DATA TO PROCESS

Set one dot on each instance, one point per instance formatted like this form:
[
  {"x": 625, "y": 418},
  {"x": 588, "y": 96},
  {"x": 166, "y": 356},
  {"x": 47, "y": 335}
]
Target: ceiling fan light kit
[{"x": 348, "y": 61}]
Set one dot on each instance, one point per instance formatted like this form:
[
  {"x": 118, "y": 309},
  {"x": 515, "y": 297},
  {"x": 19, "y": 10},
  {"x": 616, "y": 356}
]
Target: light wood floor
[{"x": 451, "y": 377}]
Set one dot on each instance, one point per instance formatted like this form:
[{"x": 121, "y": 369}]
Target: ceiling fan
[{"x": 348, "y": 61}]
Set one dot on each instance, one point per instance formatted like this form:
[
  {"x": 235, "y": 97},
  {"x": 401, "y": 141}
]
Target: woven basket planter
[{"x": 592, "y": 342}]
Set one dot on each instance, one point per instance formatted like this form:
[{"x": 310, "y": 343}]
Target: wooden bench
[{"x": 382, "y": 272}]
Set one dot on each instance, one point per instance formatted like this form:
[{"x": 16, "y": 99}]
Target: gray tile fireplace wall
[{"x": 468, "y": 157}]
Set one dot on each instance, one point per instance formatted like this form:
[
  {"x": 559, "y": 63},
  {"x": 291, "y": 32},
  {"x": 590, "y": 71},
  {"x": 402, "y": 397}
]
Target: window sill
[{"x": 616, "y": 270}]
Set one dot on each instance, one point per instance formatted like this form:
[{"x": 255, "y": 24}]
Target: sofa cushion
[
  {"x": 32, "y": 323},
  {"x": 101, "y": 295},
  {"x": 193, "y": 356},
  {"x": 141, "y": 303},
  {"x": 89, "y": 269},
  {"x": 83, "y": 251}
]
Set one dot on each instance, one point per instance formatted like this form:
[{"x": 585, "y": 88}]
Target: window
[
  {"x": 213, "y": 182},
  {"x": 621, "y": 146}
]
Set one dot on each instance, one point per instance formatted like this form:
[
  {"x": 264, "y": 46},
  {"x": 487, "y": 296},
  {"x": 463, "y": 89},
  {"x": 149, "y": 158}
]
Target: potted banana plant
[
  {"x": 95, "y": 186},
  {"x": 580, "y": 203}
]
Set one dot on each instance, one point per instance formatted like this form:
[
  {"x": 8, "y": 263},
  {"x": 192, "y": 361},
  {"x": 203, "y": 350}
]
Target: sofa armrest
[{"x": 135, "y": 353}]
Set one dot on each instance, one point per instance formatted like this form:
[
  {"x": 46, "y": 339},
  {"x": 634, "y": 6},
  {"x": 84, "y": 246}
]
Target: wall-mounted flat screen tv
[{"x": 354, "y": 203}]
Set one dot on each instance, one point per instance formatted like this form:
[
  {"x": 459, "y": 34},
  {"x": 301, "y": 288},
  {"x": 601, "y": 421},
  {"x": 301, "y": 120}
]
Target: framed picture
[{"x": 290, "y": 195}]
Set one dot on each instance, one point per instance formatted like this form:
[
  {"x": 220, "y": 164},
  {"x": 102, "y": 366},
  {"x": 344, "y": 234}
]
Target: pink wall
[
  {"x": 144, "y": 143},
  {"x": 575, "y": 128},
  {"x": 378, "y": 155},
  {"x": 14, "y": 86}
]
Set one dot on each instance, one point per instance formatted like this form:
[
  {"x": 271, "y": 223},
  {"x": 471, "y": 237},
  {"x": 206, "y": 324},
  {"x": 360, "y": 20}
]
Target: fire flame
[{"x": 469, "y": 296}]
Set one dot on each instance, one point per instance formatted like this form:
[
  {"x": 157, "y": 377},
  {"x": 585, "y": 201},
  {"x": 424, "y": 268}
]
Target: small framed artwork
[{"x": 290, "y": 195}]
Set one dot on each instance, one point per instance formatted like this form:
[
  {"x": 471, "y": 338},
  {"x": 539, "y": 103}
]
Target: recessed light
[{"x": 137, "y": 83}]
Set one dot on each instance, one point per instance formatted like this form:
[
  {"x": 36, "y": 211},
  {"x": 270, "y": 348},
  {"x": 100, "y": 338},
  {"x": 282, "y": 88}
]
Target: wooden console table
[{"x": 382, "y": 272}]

WRITTEN EXERCISE
Each record above should be returned exactly as it appears.

EXERCISE RESPONSE
Set one dot on each instance, one point per instance formatted like this form:
[
  {"x": 625, "y": 418},
  {"x": 588, "y": 96},
  {"x": 166, "y": 356},
  {"x": 47, "y": 335}
]
Target: ceiling fan light kit
[{"x": 348, "y": 61}]
Set one dot on each instance, one point per instance formatted like this form:
[
  {"x": 118, "y": 309},
  {"x": 515, "y": 297},
  {"x": 19, "y": 10},
  {"x": 616, "y": 356}
]
Target: light wood floor
[{"x": 451, "y": 377}]
Set one dot on each instance, one point per instance formatted like this form:
[{"x": 121, "y": 369}]
Target: ceiling fan
[{"x": 348, "y": 61}]
Set one dot on each instance, one point per instance formatted like this form:
[
  {"x": 235, "y": 97},
  {"x": 401, "y": 141}
]
Target: woven basket planter
[{"x": 592, "y": 342}]
Set one dot on each instance, one point per instance formatted like this form:
[{"x": 310, "y": 343}]
Target: wooden bench
[{"x": 382, "y": 272}]
Set one dot on each instance, one point per instance formatted like this form:
[{"x": 16, "y": 99}]
Target: gray tile fireplace wall
[{"x": 468, "y": 157}]
Set one dot on each instance, one point per instance formatted like this form:
[
  {"x": 559, "y": 63},
  {"x": 291, "y": 32},
  {"x": 590, "y": 71},
  {"x": 402, "y": 397}
]
Target: window sill
[{"x": 616, "y": 270}]
Set one dot on each instance, one point per instance formatted like this form:
[{"x": 255, "y": 24}]
Target: sofa cushion
[
  {"x": 32, "y": 323},
  {"x": 101, "y": 295},
  {"x": 193, "y": 356},
  {"x": 141, "y": 303},
  {"x": 89, "y": 269},
  {"x": 83, "y": 251}
]
Set one dot on each instance, one point per instance formatted like this form:
[{"x": 585, "y": 88}]
Target: window
[
  {"x": 213, "y": 182},
  {"x": 621, "y": 146}
]
Set one dot on each instance, one point per instance formatted like this form:
[
  {"x": 264, "y": 46},
  {"x": 487, "y": 296},
  {"x": 463, "y": 89},
  {"x": 149, "y": 158}
]
Target: potted banana plant
[
  {"x": 95, "y": 186},
  {"x": 580, "y": 203}
]
Set one dot on each instance, one point per instance formatted like this form:
[
  {"x": 8, "y": 263},
  {"x": 192, "y": 361},
  {"x": 203, "y": 350}
]
Target: sofa armrest
[{"x": 135, "y": 353}]
Set one dot on each instance, one point per instance formatted like this form:
[
  {"x": 46, "y": 339},
  {"x": 634, "y": 6},
  {"x": 84, "y": 246}
]
Target: wall-mounted flat screen tv
[{"x": 354, "y": 203}]
Set one dot on each instance, one point per instance formatted like this form:
[
  {"x": 459, "y": 34},
  {"x": 301, "y": 288},
  {"x": 601, "y": 421},
  {"x": 301, "y": 120}
]
Target: framed picture
[{"x": 290, "y": 195}]
Set one dot on each instance, one point per instance formatted like this form:
[
  {"x": 220, "y": 164},
  {"x": 102, "y": 366},
  {"x": 344, "y": 234}
]
Target: pink wall
[
  {"x": 144, "y": 143},
  {"x": 575, "y": 128},
  {"x": 378, "y": 155},
  {"x": 14, "y": 86}
]
Set one dot on each instance, one point per instance formatted like this form:
[
  {"x": 271, "y": 223},
  {"x": 471, "y": 237},
  {"x": 206, "y": 324},
  {"x": 360, "y": 20}
]
Target: fire flame
[{"x": 469, "y": 296}]
Set one dot on each instance, one point per instance formatted like this form:
[
  {"x": 157, "y": 377},
  {"x": 585, "y": 201},
  {"x": 424, "y": 268}
]
Target: small framed artwork
[{"x": 290, "y": 195}]
Set one dot on each instance, one point per instance formatted like this form:
[
  {"x": 471, "y": 338},
  {"x": 539, "y": 103}
]
Target: recessed light
[{"x": 137, "y": 83}]
Set one dot on each instance, one point per instance formatted like this form:
[
  {"x": 36, "y": 211},
  {"x": 270, "y": 348},
  {"x": 100, "y": 338},
  {"x": 282, "y": 88}
]
Target: wooden console table
[{"x": 382, "y": 272}]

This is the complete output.